● **Data items**
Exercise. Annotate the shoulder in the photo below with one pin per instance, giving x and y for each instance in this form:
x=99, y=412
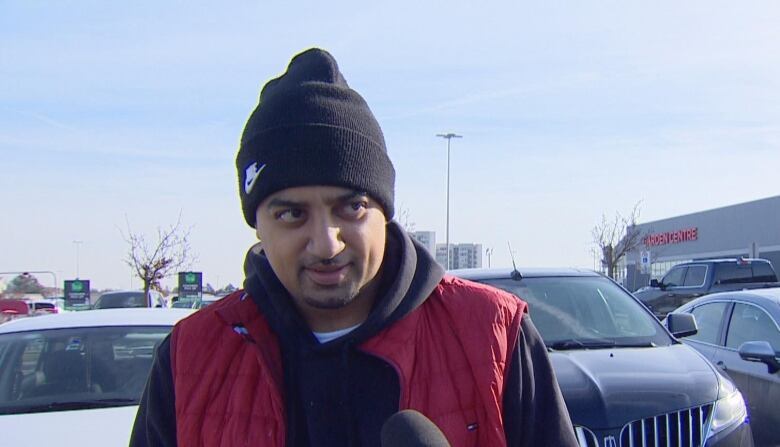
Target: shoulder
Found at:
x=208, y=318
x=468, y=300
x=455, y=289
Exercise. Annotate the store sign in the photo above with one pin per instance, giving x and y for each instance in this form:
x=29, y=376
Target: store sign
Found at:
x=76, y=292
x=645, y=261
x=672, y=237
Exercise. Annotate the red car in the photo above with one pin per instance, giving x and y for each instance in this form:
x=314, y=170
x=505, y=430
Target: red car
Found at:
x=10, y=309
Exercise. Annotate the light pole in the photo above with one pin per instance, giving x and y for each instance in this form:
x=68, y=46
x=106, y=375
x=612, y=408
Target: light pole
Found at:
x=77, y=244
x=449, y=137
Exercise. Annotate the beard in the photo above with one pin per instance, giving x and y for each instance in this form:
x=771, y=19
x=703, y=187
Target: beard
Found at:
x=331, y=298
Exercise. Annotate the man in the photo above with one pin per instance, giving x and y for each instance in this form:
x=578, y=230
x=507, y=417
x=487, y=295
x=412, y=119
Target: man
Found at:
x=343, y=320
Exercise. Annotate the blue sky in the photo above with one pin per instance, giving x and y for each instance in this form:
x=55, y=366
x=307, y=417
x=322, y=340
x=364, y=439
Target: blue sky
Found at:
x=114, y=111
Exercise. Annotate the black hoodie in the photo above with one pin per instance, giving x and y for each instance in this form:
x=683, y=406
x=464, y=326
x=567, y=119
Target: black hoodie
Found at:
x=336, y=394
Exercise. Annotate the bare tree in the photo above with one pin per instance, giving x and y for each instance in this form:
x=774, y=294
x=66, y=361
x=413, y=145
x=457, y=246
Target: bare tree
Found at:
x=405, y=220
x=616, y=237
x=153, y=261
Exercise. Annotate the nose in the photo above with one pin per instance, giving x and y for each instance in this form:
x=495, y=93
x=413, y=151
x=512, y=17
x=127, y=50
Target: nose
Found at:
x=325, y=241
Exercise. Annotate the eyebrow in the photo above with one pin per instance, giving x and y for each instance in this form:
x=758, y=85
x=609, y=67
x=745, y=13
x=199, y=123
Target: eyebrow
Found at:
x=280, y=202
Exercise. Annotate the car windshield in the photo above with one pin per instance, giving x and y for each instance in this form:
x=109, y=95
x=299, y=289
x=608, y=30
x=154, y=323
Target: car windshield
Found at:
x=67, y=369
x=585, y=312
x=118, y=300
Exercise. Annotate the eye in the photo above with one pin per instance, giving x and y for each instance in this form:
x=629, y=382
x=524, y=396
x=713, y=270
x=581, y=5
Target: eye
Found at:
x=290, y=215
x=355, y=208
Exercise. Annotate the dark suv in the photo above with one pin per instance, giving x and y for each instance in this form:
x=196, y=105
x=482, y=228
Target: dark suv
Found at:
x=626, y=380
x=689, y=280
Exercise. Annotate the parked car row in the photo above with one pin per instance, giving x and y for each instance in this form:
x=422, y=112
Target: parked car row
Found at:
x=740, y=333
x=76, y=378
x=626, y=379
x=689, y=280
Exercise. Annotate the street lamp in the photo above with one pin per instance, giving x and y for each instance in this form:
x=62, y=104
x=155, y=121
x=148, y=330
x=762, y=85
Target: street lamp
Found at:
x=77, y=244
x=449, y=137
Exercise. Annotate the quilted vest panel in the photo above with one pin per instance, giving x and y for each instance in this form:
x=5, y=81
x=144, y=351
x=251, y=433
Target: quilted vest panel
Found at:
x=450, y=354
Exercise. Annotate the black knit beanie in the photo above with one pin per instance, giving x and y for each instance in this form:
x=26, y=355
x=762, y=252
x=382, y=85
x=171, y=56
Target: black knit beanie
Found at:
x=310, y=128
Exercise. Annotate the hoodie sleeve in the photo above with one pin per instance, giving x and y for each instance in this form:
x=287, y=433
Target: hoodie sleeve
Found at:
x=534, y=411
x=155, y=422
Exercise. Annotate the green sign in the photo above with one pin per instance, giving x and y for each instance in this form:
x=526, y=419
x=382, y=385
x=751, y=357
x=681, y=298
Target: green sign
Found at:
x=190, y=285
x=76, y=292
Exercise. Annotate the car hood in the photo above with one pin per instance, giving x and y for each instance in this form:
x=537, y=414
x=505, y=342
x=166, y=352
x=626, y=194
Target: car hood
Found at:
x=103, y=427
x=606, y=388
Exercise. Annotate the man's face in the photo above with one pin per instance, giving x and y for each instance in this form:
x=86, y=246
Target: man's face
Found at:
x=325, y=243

==

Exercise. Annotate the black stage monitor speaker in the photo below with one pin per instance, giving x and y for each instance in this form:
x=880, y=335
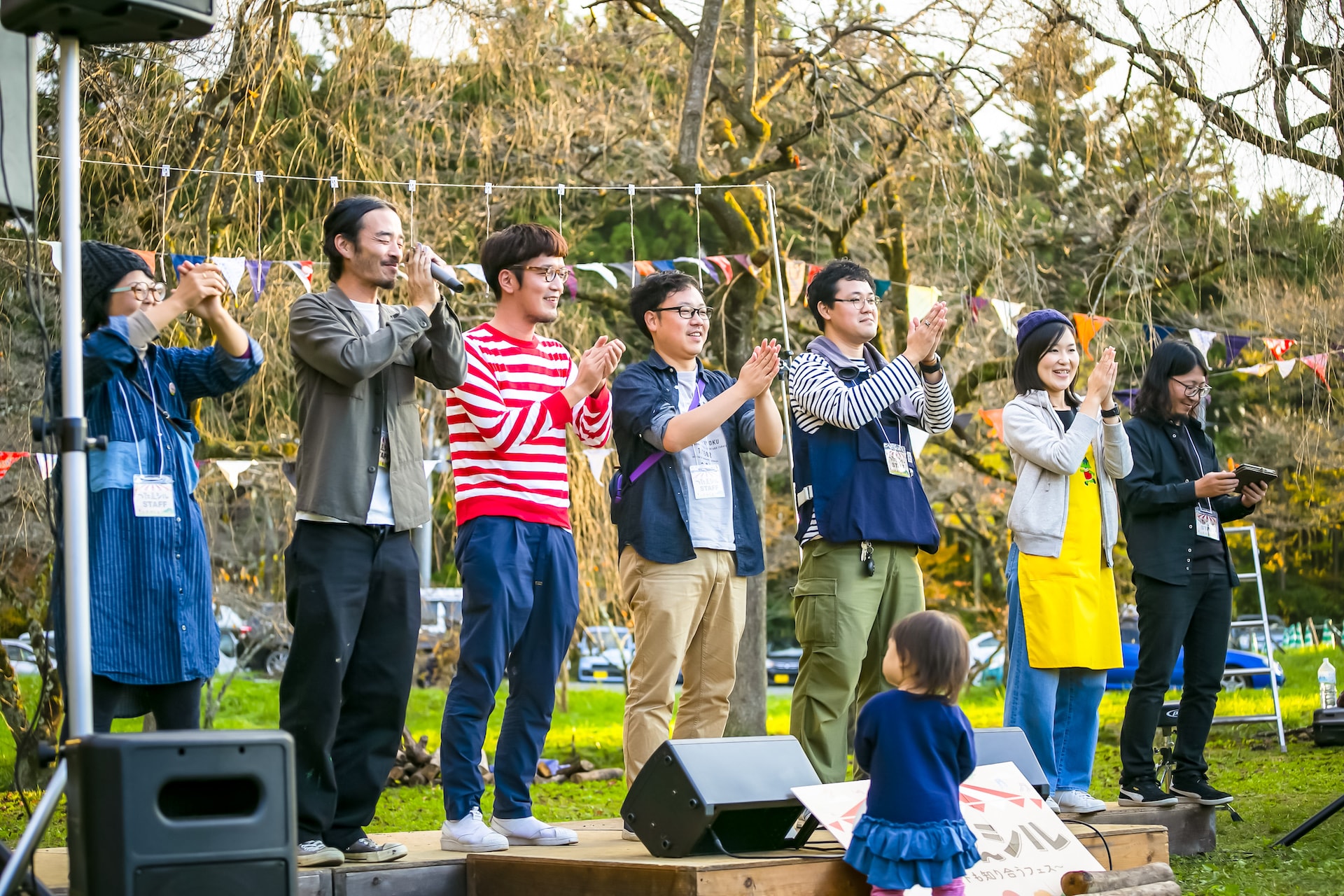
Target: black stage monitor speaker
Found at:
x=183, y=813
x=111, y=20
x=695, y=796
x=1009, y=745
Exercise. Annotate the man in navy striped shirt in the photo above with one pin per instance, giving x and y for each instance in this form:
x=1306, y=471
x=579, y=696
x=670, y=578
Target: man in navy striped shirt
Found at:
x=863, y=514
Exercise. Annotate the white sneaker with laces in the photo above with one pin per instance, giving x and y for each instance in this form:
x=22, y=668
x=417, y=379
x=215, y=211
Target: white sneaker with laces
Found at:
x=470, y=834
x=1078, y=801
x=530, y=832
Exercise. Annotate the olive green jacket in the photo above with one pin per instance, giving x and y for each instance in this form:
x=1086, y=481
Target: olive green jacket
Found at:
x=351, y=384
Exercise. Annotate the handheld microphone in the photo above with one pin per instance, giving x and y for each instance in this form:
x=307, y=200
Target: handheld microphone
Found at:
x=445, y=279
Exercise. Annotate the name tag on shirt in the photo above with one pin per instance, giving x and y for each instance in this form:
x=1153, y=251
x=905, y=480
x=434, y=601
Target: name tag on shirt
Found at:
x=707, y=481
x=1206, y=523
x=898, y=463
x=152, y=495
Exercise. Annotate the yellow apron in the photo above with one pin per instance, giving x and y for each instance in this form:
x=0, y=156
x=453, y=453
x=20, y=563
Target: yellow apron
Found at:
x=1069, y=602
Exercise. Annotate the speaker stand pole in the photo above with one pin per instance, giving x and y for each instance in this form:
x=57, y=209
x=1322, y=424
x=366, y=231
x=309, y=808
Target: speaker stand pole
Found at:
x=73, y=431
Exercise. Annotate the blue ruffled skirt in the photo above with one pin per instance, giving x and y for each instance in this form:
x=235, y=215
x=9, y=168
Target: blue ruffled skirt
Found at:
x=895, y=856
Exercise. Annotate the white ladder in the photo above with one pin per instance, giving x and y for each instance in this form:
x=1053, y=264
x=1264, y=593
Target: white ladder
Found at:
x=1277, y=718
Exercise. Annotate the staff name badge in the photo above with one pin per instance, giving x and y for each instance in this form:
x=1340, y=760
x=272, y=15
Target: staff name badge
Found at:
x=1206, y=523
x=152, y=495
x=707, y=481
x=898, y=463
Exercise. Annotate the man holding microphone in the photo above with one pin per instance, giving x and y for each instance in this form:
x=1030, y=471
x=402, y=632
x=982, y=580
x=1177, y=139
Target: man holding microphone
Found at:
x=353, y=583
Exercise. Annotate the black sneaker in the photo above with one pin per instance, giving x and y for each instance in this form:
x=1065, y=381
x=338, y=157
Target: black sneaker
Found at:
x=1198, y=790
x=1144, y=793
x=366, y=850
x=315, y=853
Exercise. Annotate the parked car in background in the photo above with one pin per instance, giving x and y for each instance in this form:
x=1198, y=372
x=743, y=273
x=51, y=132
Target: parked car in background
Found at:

● **TASK REQUIREMENTS**
Rewrite the listing from the line with "Exercise. Annotate the car hood" to the line with "x=325, y=243", adding 49 to both the x and the y value of every coordinate given under "Found at:". Keep all other lines unchanged, including the sample coordinates.

● **CORRECT RESPONSE**
Exercise. Annotate the car hood in the photo above with one pin per instance, giving x and y for each instance in this form:
x=537, y=414
x=505, y=342
x=166, y=352
x=626, y=194
Target: car hood
Found at:
x=152, y=476
x=655, y=437
Exercise. Annotate the man's face in the photo above with one pin per instance, giving x and y for each instance in this form:
x=86, y=246
Target: man's face
Found at:
x=374, y=292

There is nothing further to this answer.